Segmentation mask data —
--------

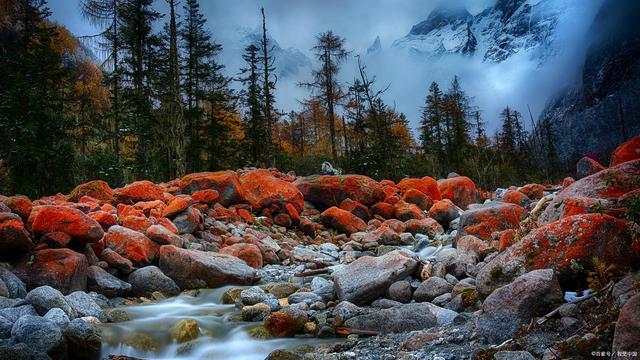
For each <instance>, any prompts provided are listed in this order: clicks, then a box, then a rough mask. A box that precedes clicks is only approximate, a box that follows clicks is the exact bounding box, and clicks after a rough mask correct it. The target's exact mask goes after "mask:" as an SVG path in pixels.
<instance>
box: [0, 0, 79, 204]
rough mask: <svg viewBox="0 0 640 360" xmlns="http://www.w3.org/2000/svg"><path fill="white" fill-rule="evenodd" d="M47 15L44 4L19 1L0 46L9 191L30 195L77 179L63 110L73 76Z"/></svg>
mask: <svg viewBox="0 0 640 360" xmlns="http://www.w3.org/2000/svg"><path fill="white" fill-rule="evenodd" d="M48 16H49V11H48V9H47V8H46V7H44V5H43V2H42V1H31V0H27V1H18V2H15V3H14V4H13V6H12V9H11V11H10V12H9V14H8V16H7V18H8V23H9V26H8V28H7V29H4V30H3V31H4V32H5V35H6V36H5V37H4V39H5V40H6V41H3V42H2V44H0V83H1V84H2V86H0V104H1V106H0V133H2V134H3V139H4V140H3V141H2V143H1V144H0V158H1V159H2V163H3V167H5V168H6V169H7V170H8V172H9V176H10V180H9V183H8V184H6V185H8V186H6V187H8V188H9V189H10V191H11V192H13V193H21V194H26V195H30V196H44V195H49V194H53V193H55V192H56V191H59V190H61V189H68V188H69V186H71V185H72V181H73V173H72V167H71V166H72V164H73V162H74V149H73V146H72V144H71V143H70V141H69V140H70V137H69V133H68V131H69V129H70V125H71V124H70V119H69V117H68V116H67V114H66V113H65V112H64V109H65V108H64V103H65V100H66V98H65V88H67V87H68V86H69V81H70V73H69V71H68V69H66V68H64V67H63V66H62V54H61V53H60V52H58V51H56V49H55V48H54V47H53V44H55V43H56V42H58V41H59V33H58V31H57V30H56V29H55V28H54V27H53V26H51V25H50V23H49V22H48V21H47V17H48ZM25 110H27V111H25Z"/></svg>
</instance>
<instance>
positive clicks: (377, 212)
mask: <svg viewBox="0 0 640 360" xmlns="http://www.w3.org/2000/svg"><path fill="white" fill-rule="evenodd" d="M394 214H395V209H394V207H393V205H391V204H389V203H386V202H379V203H377V204H374V205H373V206H372V207H371V215H378V216H380V217H382V218H383V219H391V218H393V216H394Z"/></svg>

--------

Exercise —
Reproduce all of the segmentation mask data above word for word, leaving out the pictures.

Exercise output —
For each <instance>, any prompts provided are listed in this order: clicks, then a box, then a rough mask. A box that precedes clicks is only approximate, a box that follows clicks is the exact bounding box, and clicks after a rough mask correct it. The target's exact mask goes after "mask:" as an SVG path in pixels.
<instance>
box: [0, 0, 79, 204]
rough mask: <svg viewBox="0 0 640 360" xmlns="http://www.w3.org/2000/svg"><path fill="white" fill-rule="evenodd" d="M47 15L44 4L19 1L0 46L9 191L30 195L77 179L63 110L73 76Z"/></svg>
mask: <svg viewBox="0 0 640 360" xmlns="http://www.w3.org/2000/svg"><path fill="white" fill-rule="evenodd" d="M48 16H49V11H48V9H47V8H46V7H44V5H43V2H42V1H31V0H27V1H18V2H15V3H14V4H13V6H12V9H11V11H10V12H9V14H8V16H7V18H8V23H9V26H8V28H7V29H4V30H3V31H4V32H5V35H6V36H5V37H4V39H5V40H6V41H3V42H2V44H0V83H1V84H2V86H0V104H1V106H0V133H2V134H3V139H4V140H3V141H2V143H1V144H0V158H1V159H2V163H3V167H5V168H6V169H7V170H8V172H9V176H10V180H9V183H8V184H6V185H8V186H6V187H8V188H9V189H10V191H11V192H13V193H21V194H26V195H30V196H44V195H49V194H53V193H55V192H56V191H59V190H61V189H68V188H69V186H71V185H72V181H73V173H72V167H71V166H72V164H73V162H74V149H73V146H72V144H71V143H70V141H69V140H70V137H69V133H68V131H69V129H70V125H71V124H70V119H69V117H68V116H67V114H66V113H65V112H64V109H65V108H64V103H65V100H66V98H65V88H67V87H68V86H69V81H70V73H69V71H68V69H66V68H64V67H63V66H62V54H61V53H60V52H58V51H56V49H55V48H54V47H53V44H55V43H56V42H58V41H59V33H58V31H57V30H56V29H55V28H54V27H53V26H51V25H50V23H49V22H48V21H47V17H48ZM25 110H27V111H25Z"/></svg>
</instance>
<instance>
positive clicks: (377, 212)
mask: <svg viewBox="0 0 640 360" xmlns="http://www.w3.org/2000/svg"><path fill="white" fill-rule="evenodd" d="M394 214H395V209H394V207H393V205H391V204H389V203H386V202H379V203H377V204H374V205H373V206H372V207H371V215H378V216H380V217H382V218H383V219H391V218H393V216H394Z"/></svg>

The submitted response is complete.